[Selected extract — start]

HIB is a database of automatically annotated human gene clusters including a functional classification of human proteins based on systematic homology and pattern analysis. An important prerequisite for this work is a set of data that fulfill high quality criteria. A reliable source of data is the UniGene set (5) from which, after the quality checks, such as the removal of contaminants, non-redundant clusters are formed representing putative human transcripts. These clusters, however, are not systematically assembled or furthermore characterized in UniGene. In the HIB database, each cluster was assembled using the CAP3 program (6). Higher base-quality values for cDNAs or complete cds than for EST sequences were assigned. The current version of HIB contains 64 056 entries assembled from the 50 458 UniGene clusters with at least two members.

The longest ORF of each assembled EST cluster is automatically submitted to PEDANT analysis for the functional and structural characterization of the predicted protein sequence (see below). The data is visualized using a WWW oriented graphical user interface. Similar to MYGD, the database can be accessed by selecting a variety of categories, e.g. keywords, superfamilies, PROSITE patterns, PFAM domains and structural classifications.

Selected views allow for representation of interesting aspects and an easy interpretation of the results. Homologies of the clusters in relation to various other species for instance are represented in tabular form. As expected, the rate of significant matches to other mammalian species is nearly identical (Bos taurus 45%, rat 43%, mouse 42%; E-values <1e–35), whereas more distant eukaryotic species display only between 6 and 10% closely related proteins (C.elegans, S.cerevisiae, A.thaliana). For prokaryotes, e.g. Escherichia coli, this rate drops to only 2%.

The main goal of the German cDNA-Project, as a part of the German Human Genome Project (DHGP), is the isolation, analysis and application of novel full-length cDNAs. All EST and complete cDNA data are stored in an object oriented database. The user-interface of this database provides a platform-independent way to access the data. Clones which have been completely sequenced and annotated pass several client specific steps until they are released for publication to the public databases.

[Selected extract — finish]
[Supplied information — start]

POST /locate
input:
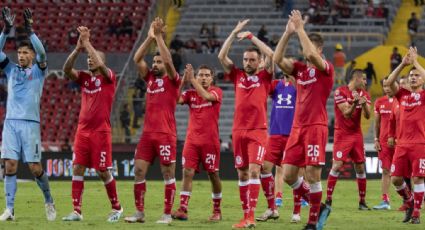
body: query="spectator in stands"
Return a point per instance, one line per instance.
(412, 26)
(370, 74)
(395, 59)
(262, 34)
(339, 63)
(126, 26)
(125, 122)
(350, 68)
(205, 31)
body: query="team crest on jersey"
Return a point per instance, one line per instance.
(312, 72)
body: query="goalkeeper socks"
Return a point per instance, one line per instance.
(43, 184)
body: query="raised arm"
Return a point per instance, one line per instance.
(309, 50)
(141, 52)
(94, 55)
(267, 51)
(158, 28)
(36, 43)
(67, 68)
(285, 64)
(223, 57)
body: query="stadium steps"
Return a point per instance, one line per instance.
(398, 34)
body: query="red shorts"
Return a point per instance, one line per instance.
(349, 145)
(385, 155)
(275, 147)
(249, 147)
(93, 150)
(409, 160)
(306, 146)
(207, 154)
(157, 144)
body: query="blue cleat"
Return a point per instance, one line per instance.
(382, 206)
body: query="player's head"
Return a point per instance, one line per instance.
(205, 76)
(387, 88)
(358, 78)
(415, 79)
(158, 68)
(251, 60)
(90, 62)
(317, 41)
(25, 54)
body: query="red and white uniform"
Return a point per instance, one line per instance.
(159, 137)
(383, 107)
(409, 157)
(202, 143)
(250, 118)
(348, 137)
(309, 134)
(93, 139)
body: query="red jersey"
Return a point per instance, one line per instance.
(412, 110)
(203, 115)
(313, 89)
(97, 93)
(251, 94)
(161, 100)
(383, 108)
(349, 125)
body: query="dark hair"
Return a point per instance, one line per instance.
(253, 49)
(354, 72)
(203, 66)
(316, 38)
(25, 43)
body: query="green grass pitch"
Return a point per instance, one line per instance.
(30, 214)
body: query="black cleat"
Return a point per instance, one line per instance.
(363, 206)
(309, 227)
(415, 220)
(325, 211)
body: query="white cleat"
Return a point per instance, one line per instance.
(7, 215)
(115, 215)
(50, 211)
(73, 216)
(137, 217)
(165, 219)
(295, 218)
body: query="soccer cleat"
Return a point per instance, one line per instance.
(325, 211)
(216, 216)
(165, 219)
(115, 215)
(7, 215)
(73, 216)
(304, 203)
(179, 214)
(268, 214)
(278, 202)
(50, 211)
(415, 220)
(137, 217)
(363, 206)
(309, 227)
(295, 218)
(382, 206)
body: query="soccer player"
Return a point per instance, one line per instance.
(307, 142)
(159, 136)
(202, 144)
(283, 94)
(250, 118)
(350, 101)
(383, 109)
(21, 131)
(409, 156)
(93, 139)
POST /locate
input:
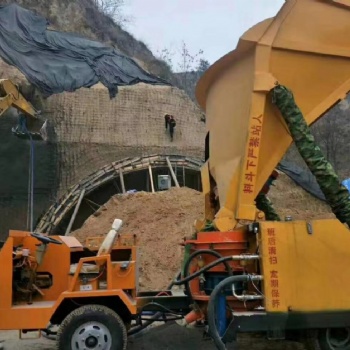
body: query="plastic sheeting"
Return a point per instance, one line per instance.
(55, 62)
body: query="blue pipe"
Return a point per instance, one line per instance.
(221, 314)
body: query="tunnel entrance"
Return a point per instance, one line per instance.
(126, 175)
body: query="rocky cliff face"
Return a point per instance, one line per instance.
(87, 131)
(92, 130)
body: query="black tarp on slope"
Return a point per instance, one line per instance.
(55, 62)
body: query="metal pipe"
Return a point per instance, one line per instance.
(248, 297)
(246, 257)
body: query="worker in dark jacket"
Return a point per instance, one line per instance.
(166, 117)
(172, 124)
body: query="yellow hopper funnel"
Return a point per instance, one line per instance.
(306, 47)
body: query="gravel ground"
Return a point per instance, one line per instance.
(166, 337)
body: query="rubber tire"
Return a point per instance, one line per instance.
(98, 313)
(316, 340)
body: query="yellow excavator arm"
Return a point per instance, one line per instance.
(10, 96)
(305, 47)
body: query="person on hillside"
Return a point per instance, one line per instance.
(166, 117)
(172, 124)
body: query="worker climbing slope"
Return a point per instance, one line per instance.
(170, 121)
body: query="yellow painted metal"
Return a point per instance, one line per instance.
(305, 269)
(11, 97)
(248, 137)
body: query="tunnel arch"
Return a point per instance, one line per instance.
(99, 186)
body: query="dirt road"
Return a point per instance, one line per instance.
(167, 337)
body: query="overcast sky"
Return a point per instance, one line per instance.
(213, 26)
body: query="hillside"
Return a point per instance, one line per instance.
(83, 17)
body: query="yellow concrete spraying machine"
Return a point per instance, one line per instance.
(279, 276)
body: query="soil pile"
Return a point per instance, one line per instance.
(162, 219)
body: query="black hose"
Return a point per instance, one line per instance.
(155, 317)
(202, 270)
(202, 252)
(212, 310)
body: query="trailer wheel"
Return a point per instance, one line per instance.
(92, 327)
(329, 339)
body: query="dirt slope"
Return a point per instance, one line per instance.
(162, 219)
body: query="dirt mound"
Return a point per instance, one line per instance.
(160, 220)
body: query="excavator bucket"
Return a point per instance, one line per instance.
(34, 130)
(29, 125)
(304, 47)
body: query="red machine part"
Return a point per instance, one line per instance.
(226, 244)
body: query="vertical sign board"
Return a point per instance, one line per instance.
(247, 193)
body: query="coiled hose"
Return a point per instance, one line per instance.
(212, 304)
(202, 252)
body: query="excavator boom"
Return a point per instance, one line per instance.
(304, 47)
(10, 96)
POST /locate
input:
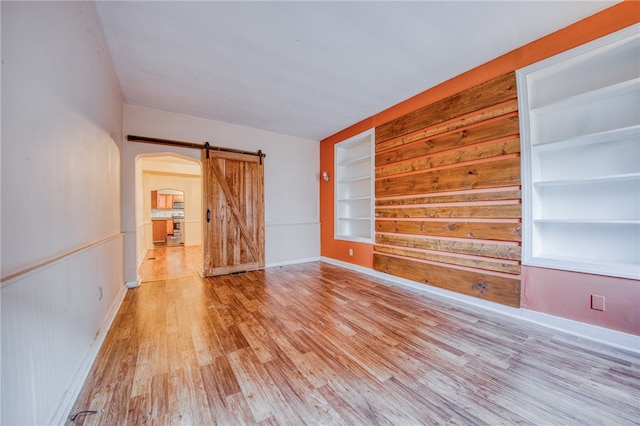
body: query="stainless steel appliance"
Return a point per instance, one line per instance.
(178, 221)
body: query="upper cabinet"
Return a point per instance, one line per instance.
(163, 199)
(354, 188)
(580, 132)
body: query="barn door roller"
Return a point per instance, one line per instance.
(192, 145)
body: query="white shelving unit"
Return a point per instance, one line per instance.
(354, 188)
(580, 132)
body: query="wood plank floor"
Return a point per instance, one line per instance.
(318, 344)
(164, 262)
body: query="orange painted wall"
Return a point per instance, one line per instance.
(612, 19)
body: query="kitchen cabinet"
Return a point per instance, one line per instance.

[Supplied information — finish]

Carry the text about human gene and cDNA databases on past its final sentence. The lines have nothing to do with what comes next.

*Response to the exercise*:
The PEDANT genome analysis server

At the time of writing, PEDANT (7) contains functional assignments and structure predictions for over 140 000 ORFs from 26 completely sequenced and 25 unfinished genomic sequences. Report pages for individual proteins contain a rich set of automatically generated links to a number of external databases, including the yeast functional catalogue at MIPS, the KEGG metabolic pathway database, the SCOP classification of protein domains, the NCBI Web site, and several protein motif collections (PFAM, PROSITE, BLOCKS) (for references see the present issue of NAR). An advanced DNA viewer, accessible from each report page gives a graphical overview of the contig analysed, shows the location of genetic elements (genes, exons, tRNAs, etc.), locates restriction sites, start and stop codons, allows to zoom to a particular region of interest, inspects the DNA sequence and offers a six-frame translation. The protein viewer visualizes structure predictions and similarity matches found by various search methods.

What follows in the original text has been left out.